• **EXERCISE PROMPT**:
Please count the lines in the material below that contain the string "bounding", with case counting, and reply with the number alone.

• **DATA SHOWN**:
-----

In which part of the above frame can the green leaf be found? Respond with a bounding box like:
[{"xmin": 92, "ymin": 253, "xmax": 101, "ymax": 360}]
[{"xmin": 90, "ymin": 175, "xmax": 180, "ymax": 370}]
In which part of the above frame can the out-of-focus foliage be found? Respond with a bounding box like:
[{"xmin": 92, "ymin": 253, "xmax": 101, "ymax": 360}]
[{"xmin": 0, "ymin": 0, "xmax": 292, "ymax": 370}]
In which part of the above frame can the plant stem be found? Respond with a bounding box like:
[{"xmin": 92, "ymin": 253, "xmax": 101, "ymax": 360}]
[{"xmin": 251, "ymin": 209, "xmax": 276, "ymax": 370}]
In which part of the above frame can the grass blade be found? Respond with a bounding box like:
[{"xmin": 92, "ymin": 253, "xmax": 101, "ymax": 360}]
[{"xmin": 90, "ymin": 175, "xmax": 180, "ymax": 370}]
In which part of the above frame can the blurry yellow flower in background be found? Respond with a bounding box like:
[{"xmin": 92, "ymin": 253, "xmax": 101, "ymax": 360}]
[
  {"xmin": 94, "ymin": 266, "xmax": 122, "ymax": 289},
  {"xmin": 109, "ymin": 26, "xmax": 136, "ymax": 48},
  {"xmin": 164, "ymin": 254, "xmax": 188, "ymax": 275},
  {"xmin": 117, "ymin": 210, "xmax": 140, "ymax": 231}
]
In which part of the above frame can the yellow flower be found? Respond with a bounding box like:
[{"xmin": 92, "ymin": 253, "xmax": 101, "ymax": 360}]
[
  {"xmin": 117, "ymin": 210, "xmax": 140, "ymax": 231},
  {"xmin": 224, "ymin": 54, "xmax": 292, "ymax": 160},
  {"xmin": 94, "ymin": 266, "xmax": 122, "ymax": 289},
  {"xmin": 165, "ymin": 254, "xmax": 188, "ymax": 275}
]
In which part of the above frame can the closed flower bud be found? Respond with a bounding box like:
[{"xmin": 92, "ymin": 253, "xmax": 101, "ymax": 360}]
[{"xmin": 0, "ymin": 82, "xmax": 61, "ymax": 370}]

-----

• **OUTPUT BELOW**:
7